### Problem to work on
Copy out the rows below with "stucco wall" replaced by "plaster wall" wherever it occurs, keeping everything else the same.

Begin Records shown

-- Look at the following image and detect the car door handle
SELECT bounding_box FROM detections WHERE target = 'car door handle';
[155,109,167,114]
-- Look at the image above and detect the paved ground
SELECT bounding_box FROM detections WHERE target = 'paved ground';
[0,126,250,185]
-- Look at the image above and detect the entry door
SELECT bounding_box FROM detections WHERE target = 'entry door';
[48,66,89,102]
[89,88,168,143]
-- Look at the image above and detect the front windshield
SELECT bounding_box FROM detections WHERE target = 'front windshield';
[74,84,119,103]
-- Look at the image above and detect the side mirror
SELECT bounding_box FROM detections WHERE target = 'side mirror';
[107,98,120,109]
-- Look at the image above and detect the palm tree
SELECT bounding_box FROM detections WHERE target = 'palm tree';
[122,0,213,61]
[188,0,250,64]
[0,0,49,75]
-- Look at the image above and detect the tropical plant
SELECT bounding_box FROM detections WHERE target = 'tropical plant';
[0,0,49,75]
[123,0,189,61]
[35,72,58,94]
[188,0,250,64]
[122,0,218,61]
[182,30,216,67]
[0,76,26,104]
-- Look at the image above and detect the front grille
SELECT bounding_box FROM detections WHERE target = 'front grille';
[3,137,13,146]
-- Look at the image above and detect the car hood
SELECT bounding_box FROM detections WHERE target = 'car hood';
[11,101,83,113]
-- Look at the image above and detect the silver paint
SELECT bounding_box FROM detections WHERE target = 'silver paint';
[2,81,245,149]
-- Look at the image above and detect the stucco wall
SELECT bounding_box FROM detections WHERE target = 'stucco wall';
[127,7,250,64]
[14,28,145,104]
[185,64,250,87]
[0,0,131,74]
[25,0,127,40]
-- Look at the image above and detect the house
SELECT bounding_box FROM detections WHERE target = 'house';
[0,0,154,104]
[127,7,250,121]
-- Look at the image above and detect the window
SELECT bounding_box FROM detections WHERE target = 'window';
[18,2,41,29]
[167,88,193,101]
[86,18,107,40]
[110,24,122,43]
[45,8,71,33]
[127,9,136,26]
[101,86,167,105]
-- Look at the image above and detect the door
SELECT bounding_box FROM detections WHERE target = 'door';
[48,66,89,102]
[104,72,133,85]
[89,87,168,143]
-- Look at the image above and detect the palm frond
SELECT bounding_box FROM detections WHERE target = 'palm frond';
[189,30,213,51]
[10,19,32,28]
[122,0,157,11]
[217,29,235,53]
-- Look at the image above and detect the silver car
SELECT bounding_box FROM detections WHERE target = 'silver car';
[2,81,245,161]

End Records shown

### Solved problem
-- Look at the following image and detect the car door handle
SELECT bounding_box FROM detections WHERE target = 'car door handle';
[155,109,167,114]
-- Look at the image above and detect the paved ground
SELECT bounding_box FROM detections WHERE target = 'paved ground';
[0,126,250,185]
-- Look at the image above and detect the entry door
SELECT bounding_box FROM detections WHERE target = 'entry door';
[48,66,89,102]
[89,88,168,143]
-- Look at the image above and detect the front windshield
SELECT bounding_box FROM detections WHERE target = 'front windshield';
[74,84,119,103]
-- Look at the image above and detect the side mirror
SELECT bounding_box FROM detections WHERE target = 'side mirror';
[107,98,120,109]
-- Look at the image above and detect the palm tree
SELECT bounding_box FROM detections WHERE target = 'palm tree';
[122,0,213,61]
[188,0,250,64]
[0,0,49,75]
-- Look at the image above and detect the tropical plant
SELECT bounding_box FROM detections WHERE target = 'tropical plant';
[0,0,49,75]
[123,0,189,61]
[35,72,58,94]
[188,0,250,64]
[122,0,218,61]
[182,30,216,67]
[0,76,26,104]
-- Look at the image above and detect the front grille
SELECT bounding_box FROM detections WHERE target = 'front grille';
[3,137,13,146]
-- Look at the image above and detect the car hood
SELECT bounding_box FROM detections WHERE target = 'car hood';
[11,101,83,113]
-- Look at the image above and detect the silver paint
SELECT bounding_box FROM detections WHERE target = 'silver paint';
[2,81,245,149]
-- Look at the image above and detect the plaster wall
SELECT bounding_box FROM detections WHERE target = 'plaster wall';
[127,7,250,64]
[14,28,145,104]
[185,64,250,87]
[0,0,131,74]
[25,0,127,40]
-- Look at the image above and detect the house
SELECT bounding_box FROM detections WHERE target = 'house';
[0,0,154,104]
[127,7,250,121]
-- Look at the image above and detect the window
SELECT bounding_box FROM detections WHERE target = 'window';
[18,2,41,29]
[167,88,193,101]
[86,18,107,40]
[110,24,122,43]
[45,8,71,33]
[127,9,136,26]
[101,86,167,105]
-- Look at the image above and detect the door
SELECT bounding_box FROM detections WHERE target = 'door';
[48,66,89,102]
[104,72,133,85]
[89,87,168,143]
-- Look at the image above and detect the palm frond
SELECT bounding_box FROM detections WHERE target = 'palm frond';
[189,30,213,51]
[10,19,32,28]
[122,0,157,11]
[217,29,235,53]
-- Look at the image above and detect the silver car
SELECT bounding_box FROM detections WHERE target = 'silver car';
[2,81,245,161]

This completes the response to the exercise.